_Written instruction_.
From the line that contains "Objective — one point on each instance of the police" through the closing line of the entries, write out each line exactly; pictures stay out.

_Entries supplied_.
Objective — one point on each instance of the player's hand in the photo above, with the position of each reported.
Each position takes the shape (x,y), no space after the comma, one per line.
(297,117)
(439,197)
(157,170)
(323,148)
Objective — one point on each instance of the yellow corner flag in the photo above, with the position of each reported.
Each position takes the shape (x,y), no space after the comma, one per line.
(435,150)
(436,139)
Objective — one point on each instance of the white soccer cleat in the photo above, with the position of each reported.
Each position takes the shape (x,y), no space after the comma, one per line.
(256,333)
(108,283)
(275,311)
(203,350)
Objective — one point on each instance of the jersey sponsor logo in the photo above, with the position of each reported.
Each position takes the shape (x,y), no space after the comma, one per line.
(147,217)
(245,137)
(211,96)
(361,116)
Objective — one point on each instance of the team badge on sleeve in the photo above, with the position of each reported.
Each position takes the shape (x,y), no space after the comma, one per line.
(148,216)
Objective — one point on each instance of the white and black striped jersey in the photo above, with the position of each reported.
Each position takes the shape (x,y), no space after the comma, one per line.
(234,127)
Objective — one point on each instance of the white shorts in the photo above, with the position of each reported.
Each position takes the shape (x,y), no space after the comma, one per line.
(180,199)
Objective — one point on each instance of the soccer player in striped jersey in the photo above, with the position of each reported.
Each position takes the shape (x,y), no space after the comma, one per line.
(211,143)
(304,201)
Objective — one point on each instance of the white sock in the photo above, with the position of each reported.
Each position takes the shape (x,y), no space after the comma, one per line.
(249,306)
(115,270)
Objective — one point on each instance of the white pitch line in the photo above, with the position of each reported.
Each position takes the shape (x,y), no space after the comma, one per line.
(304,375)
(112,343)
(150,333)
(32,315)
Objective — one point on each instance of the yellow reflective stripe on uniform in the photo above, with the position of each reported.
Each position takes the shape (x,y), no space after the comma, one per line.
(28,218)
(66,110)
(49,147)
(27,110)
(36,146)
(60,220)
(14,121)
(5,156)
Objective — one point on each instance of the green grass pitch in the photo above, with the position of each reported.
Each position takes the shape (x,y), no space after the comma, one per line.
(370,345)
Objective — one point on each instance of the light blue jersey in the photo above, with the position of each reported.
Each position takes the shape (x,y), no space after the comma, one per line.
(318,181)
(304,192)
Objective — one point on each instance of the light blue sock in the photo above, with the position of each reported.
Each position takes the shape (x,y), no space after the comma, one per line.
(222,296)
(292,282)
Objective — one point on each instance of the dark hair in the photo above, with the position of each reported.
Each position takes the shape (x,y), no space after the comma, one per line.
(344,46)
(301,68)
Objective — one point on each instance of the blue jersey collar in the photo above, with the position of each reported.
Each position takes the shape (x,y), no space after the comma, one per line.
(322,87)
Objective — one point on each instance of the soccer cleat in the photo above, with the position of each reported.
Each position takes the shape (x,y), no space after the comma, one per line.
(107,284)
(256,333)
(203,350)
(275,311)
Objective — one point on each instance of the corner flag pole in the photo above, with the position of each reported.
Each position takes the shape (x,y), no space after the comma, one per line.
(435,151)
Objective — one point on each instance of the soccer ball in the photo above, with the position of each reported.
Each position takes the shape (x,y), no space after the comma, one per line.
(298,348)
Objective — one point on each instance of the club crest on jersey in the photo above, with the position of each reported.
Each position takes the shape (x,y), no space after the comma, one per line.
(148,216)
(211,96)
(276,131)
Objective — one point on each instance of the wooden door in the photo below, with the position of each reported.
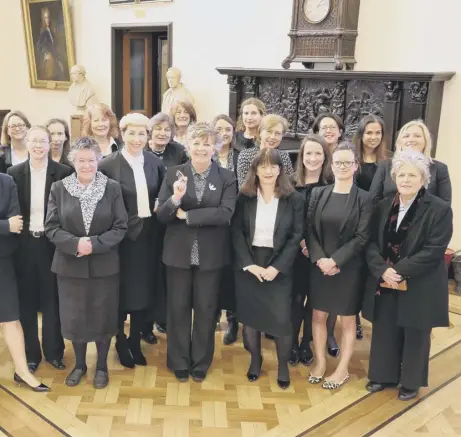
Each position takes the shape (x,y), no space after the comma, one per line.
(137,73)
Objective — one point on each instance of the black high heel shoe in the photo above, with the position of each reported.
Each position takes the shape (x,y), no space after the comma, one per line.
(40,388)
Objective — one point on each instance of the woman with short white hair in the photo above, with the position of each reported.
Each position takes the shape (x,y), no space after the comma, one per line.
(140,174)
(413,136)
(407,288)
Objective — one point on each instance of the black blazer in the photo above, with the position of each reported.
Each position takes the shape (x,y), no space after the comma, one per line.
(422,263)
(64,227)
(208,221)
(116,167)
(9,207)
(21,175)
(288,231)
(355,229)
(383,185)
(174,154)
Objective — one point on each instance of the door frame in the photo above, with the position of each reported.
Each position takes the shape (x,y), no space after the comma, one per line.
(117,31)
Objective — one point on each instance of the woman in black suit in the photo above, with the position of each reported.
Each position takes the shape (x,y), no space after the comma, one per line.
(227,157)
(86,220)
(196,203)
(338,229)
(267,229)
(171,153)
(313,170)
(11,223)
(60,140)
(140,174)
(407,288)
(413,136)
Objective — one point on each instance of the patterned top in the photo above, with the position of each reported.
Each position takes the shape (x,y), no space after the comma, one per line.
(200,184)
(246,157)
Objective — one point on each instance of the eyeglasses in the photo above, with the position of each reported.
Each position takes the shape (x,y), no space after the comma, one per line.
(331,128)
(17,126)
(38,142)
(346,164)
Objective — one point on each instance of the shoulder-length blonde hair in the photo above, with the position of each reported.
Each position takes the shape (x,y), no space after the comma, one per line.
(381,150)
(426,134)
(251,101)
(326,175)
(5,139)
(106,112)
(283,186)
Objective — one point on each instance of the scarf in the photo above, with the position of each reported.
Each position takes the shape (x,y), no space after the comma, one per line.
(89,197)
(393,237)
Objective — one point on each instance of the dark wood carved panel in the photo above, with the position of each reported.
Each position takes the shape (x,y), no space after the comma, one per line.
(301,95)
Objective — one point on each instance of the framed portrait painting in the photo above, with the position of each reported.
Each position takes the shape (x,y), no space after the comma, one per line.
(49,41)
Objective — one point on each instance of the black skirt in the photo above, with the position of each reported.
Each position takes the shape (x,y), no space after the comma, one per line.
(9,307)
(88,307)
(264,306)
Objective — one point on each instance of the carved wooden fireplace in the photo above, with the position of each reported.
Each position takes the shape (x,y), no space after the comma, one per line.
(300,95)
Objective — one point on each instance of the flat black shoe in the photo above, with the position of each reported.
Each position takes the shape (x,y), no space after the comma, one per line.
(57,364)
(33,366)
(283,384)
(74,377)
(406,394)
(182,375)
(149,337)
(294,356)
(198,375)
(39,388)
(161,327)
(124,354)
(231,332)
(101,379)
(374,387)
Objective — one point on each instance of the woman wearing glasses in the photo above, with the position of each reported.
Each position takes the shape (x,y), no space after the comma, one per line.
(13,148)
(338,229)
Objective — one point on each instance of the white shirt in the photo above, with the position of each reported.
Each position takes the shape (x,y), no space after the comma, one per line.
(37,199)
(403,209)
(142,192)
(265,222)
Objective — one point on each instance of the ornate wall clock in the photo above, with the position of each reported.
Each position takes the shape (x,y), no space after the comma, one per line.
(323,34)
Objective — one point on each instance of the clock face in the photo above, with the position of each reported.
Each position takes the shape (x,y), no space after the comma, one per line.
(316,10)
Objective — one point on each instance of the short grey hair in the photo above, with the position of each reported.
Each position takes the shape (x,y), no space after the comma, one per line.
(84,143)
(416,159)
(160,118)
(201,130)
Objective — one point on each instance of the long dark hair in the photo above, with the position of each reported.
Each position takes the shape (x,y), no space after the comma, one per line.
(283,187)
(326,175)
(381,150)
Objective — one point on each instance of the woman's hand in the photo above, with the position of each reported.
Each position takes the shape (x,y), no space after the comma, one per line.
(392,277)
(84,246)
(270,273)
(16,224)
(257,271)
(326,265)
(181,214)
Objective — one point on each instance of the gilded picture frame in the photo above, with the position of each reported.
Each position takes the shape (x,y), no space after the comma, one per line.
(49,43)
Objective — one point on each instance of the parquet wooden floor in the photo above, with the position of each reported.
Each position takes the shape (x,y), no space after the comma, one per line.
(148,401)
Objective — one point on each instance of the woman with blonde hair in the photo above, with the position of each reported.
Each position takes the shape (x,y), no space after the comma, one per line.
(13,149)
(413,136)
(100,123)
(251,112)
(271,130)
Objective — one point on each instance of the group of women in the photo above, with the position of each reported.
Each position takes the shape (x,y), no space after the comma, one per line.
(173,233)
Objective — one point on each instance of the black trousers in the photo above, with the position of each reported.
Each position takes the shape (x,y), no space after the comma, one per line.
(397,355)
(37,290)
(191,347)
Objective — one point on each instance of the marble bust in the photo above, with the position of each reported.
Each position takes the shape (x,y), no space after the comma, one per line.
(177,91)
(81,93)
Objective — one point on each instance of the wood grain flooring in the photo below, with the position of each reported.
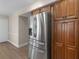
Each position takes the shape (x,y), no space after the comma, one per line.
(8,51)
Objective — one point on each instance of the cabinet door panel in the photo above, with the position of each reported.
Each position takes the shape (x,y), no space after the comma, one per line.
(71,53)
(45,9)
(72,8)
(57,11)
(70,33)
(59,32)
(35,12)
(60,10)
(59,51)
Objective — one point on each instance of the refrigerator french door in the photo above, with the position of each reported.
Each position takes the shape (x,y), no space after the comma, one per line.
(39,43)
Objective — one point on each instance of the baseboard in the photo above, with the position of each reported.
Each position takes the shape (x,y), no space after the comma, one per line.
(22,45)
(13,44)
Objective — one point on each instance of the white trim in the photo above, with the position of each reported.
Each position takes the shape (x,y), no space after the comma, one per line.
(13,44)
(22,45)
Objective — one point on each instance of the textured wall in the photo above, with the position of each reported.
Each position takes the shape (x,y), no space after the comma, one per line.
(23,30)
(3,28)
(13,30)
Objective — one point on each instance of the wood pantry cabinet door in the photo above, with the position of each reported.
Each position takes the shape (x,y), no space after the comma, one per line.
(59,51)
(60,10)
(35,12)
(59,38)
(45,9)
(71,53)
(70,33)
(71,39)
(72,8)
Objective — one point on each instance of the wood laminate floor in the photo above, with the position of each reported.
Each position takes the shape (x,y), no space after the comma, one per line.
(8,51)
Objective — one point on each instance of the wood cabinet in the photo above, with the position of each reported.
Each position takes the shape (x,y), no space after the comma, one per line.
(66,9)
(66,39)
(45,9)
(65,31)
(35,12)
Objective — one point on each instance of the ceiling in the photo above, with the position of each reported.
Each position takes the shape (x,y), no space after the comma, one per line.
(7,7)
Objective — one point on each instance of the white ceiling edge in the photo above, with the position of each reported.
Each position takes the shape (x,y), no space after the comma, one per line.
(34,6)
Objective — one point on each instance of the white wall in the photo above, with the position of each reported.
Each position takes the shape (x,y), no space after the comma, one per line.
(3,28)
(14,20)
(13,30)
(23,31)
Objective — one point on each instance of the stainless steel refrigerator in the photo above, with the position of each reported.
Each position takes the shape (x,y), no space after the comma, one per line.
(39,34)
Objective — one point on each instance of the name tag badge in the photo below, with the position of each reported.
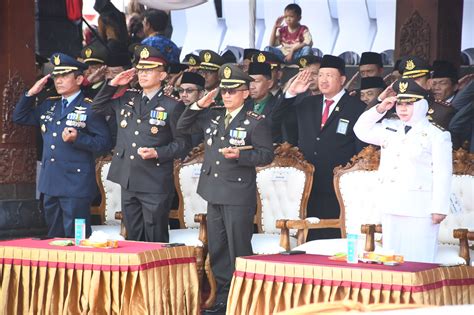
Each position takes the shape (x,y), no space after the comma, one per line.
(342,126)
(196,171)
(280,175)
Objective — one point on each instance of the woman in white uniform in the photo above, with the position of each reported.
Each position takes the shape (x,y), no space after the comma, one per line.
(415,171)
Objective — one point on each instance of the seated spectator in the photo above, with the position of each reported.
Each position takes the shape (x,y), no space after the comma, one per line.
(370,65)
(111,23)
(154,26)
(294,38)
(191,90)
(371,88)
(444,80)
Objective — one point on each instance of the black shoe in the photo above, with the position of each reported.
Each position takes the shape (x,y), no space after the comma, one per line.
(217,308)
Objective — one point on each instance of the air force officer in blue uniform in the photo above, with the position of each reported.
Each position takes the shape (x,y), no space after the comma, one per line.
(72,133)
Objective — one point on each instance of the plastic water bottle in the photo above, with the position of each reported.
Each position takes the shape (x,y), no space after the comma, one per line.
(79,230)
(352,255)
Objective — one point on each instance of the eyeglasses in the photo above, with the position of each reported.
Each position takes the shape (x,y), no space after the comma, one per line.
(188,91)
(231,91)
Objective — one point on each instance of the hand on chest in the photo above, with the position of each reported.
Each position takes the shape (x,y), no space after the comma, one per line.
(56,119)
(236,134)
(149,119)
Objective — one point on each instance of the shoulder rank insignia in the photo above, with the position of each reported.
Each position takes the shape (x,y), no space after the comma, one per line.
(217,107)
(438,126)
(254,115)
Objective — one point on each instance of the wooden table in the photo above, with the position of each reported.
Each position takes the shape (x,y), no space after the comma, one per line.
(136,278)
(271,283)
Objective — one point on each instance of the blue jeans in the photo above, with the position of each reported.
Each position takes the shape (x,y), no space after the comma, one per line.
(304,51)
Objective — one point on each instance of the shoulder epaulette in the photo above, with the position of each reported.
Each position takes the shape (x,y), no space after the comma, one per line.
(217,107)
(254,115)
(438,126)
(173,97)
(441,102)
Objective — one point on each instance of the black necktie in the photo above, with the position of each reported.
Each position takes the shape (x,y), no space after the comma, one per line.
(65,102)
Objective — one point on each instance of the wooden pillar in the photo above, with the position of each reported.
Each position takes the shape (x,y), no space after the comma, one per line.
(18,207)
(429,29)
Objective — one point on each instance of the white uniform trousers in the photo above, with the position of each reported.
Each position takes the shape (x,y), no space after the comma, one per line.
(413,237)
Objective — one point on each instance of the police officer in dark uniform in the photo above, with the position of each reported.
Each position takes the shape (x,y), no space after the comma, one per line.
(72,134)
(95,56)
(147,144)
(228,176)
(208,68)
(440,112)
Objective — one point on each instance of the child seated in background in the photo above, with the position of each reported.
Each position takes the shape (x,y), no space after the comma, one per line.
(295,39)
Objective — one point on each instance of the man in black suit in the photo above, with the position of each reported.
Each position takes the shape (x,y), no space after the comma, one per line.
(228,175)
(147,144)
(325,134)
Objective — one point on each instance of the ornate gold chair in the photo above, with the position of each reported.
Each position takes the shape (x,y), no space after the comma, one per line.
(283,189)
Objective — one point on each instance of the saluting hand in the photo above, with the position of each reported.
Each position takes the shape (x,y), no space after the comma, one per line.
(97,75)
(301,83)
(69,134)
(437,218)
(39,85)
(123,78)
(207,99)
(147,153)
(388,92)
(230,153)
(386,104)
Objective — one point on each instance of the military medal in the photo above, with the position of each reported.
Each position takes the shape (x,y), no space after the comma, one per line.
(237,136)
(77,118)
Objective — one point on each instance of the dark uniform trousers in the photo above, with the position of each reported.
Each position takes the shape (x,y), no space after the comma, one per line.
(67,177)
(333,145)
(147,185)
(229,185)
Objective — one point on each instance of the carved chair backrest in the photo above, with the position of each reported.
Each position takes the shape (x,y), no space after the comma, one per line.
(283,188)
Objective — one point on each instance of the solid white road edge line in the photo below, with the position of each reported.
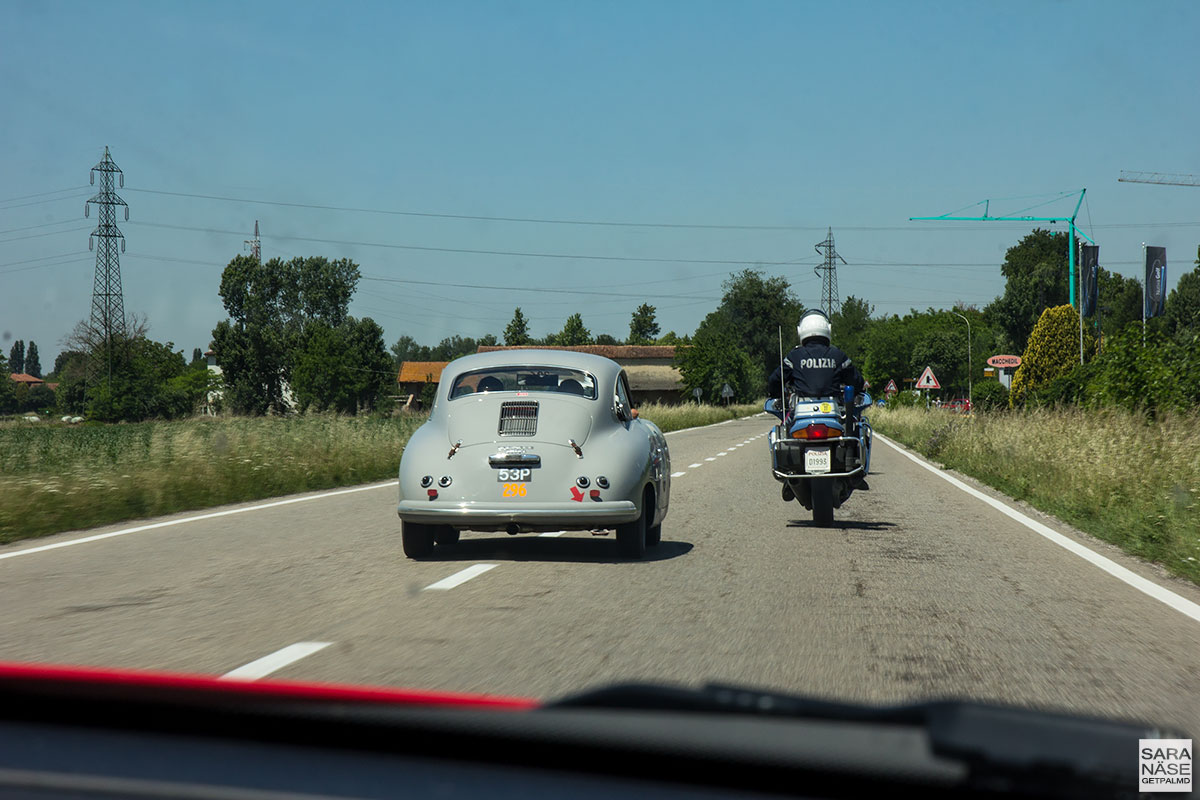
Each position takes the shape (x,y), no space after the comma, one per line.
(277,660)
(213,515)
(1141,584)
(462,576)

_Solution to this exercise_.
Objective — one point on each instance of the police officer in dark uniform in the photo above, with the position of each reported.
Each position takes the shape (x,y), no space after the comma, one per line.
(72,134)
(95,56)
(147,144)
(228,176)
(208,68)
(440,112)
Objective — one point on each instance of the child seated in background in the photo above, with the position of each reported.
Each position takes the shape (x,y), no space after the comma, one per line.
(295,39)
Objective — one point on each instance of the man in black suit in the photo above, with the position of each reported.
Each position takes the shape (x,y), no space after the comma, one per line.
(228,175)
(147,144)
(325,134)
Objective — one point on each instance of the ornate gold chair in the photo above, with the position of each reported.
Each position takes the shape (x,y), no space after the comma, one per line.
(283,189)
Objective — one point on each instance of the saluting hand in the photo above, with the position of each reported.
Each position takes the shape (x,y), no space after the comma, one per line.
(97,75)
(301,83)
(69,134)
(437,218)
(39,85)
(123,78)
(207,99)
(147,153)
(388,92)
(230,153)
(386,104)
Objective — one point on each instance of the military medal in the photo above, with the position of each reported.
Each position takes the shape (x,y), no space after the comma, one per line.
(237,136)
(77,118)
Objective — one point on each instance of the dark uniform trousers in the photo above, with the position of each reported.
Each position takes the shape (x,y), no space after the comma, one per line.
(67,177)
(333,145)
(147,185)
(229,185)
Objective — one point on each instance of the carved chair backrest in the photo above, with the position of each reported.
Each position takes the shape (x,y), no space after the comma, one per line.
(283,188)
Objective — one point on each instance of the solid white road edge line in the photo below, with the position of each reported.
Each position takes the shape (x,y), no space after the comma, one per line.
(277,660)
(213,515)
(1141,584)
(462,576)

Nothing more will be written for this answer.